Top of Text
Take a pair of scissors.
Choose an article as long as you are planning to make your poem.
Cut out the article.
Then cut out each of the words that make up this article and put them in a bag.
Shake it gently.
Then take out the scraps one after the other in the order in which they left the bag.
Copy conscientiously.
The poem will be like you.
And here are you a writer, infinitely original and endowed with a sensibility that is charming though beyond the understanding of the vulgar.
Even with such a mechanical method, 'the poem will resemble you." How much more with methods that are not this determined by chance, but rather choice at a remove. If we don't have to worry about subject matter, we are free to concentrate on form. And I am convinced that is the only thing we actually can work on consciously. For the rest, all we can do is try to keep our minds alive, our curiosity and ability to see.
I always like it when longer poems suddenly break out in a book. Most of the poems in The Second Body are relatively short, but there are a few long poems in here - “Off to the Nervous Museum” is really great. What do you think longer poems (and to a certain extent longer lines as in the poems printed sideways) allow you to do as a poet that can’t be accomplished in shorter poems?
I’m an enthusiastic reader and writer of both long and short poems. As an undergraduate, I studied John Ashbery’s Flowchart and Claudia Rankine’s Don’t Let Me Be Lonely alongside Cid Corman’s Nothing Doing and Anne Carson’s translations of Sappho (If Not, Winter), to name a few examples. Short poems—my own and others’—are mantras that aid my concentration and focus; most days, they play on loop in my head. Long poems don’t have this function for me: they frustrate or interrupt this cycle, or this cycling. If I find myself looping part of a long poem that I wrote, then I suspect that it’s actually a short poem, a collection of short poems, or at least a long poem that is an assemblage of parts (like “Off to the Nervous Museum”).
Ultimately, I think it’s easy to claim that long poems require more concentration than short poems; but for me, long poems disperse concentration rather than being an extended feat of concentration. Line length, on the other hand, is a matter of breath.
You’re currently on tour with Danniel Schoonebeek and Ian Hatcher, both of whom also have new books from Poor Claudia. As you’ve heard them read each night, what’s something about their poetry that you’ve discovered that those less familiar with the material might not know?
I’m so excited to be touring with Danniel and Ian, both of whose work I’ve admired for years. Something that recently struck me about Ian’s work is that it engages hilarious registers of eroticism. He has this one poem in which someone has just come in the speaker’s eye, which he delivers in his quintessential text-to-speech-inflected voice. It’s really fucking weird and funny. And Danniel I’ve learned so much from over the years! Lately, I admire how he’s able to balance the intensity with which he delivers his poems with a warm and generous stage presence that somehow still manages to be punk.
What was it like working with the editors at Poor Claudia as the book came together?
I’ve admired Poor Claudia’s publications for many years and am delighted to have a book out with them. The bulk of the work I did at the press was with Travis Meyer, who designed the book. Stacey Tran and Zoe Tambling were great to work with on publicity and marketing. It was especially wonderful to be able to give input with regard to the book’s cover. When I first saw Sophie Jodoin’s “small dramas & little nothings,” which is featured on The Second Body’s cover, I knew it embodied the book.
Here at Barrelhouse, we end every interview with the same question, which is “What’s your favorite Patrick Swayze movie?” So, what’s your’s?
There’s only one Patrick Swayze movie, and that movie is Donnie Darko.
Bottom of Text
Problems to work on:
a) List the works the interview text says were studied as an undergraduate, with each one's author or translator.
b) Reproduce everything in the interview text from "Then take out" down to "of the vulgar.", without changes.
Top of Supplied entries
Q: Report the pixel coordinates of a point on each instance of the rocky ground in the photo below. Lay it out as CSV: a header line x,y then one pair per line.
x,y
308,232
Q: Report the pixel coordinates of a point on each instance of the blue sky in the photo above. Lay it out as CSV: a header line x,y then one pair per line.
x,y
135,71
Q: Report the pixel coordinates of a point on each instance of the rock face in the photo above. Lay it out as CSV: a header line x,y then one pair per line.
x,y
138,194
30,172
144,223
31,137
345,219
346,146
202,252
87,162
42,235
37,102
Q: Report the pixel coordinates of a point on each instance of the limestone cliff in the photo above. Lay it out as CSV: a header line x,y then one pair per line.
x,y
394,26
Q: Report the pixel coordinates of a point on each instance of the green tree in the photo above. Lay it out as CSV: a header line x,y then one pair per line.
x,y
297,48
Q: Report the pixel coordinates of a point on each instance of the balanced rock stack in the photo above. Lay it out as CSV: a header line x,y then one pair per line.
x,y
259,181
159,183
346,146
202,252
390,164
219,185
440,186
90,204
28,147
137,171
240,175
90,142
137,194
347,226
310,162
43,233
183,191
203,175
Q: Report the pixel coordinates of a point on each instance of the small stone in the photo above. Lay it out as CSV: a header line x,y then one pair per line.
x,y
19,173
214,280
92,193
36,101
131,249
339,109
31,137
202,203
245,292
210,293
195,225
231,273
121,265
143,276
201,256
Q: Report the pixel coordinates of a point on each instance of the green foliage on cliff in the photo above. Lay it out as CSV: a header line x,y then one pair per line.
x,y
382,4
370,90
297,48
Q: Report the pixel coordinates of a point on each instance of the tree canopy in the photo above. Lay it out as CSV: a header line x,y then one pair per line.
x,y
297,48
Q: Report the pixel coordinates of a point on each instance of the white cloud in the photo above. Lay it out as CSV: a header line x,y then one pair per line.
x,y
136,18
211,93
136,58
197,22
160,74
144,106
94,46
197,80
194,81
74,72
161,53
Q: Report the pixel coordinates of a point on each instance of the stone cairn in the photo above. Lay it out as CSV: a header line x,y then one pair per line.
Bottom of Supplied entries
Task results:
a)
- John Ashbery's Flowchart
- Claudia Rankine's Don't Let Me Be Lonely
- Cid Corman's Nothing Doing
- Anne Carson's translations of Sappho (If Not, Winter)

b)
Then take out the scraps one after the other in the order in which they left the bag.
Copy conscientiously.
The poem will be like you.
And here are you a writer, infinitely original and endowed with a sensibility that is charming though beyond the understanding of the vulgar.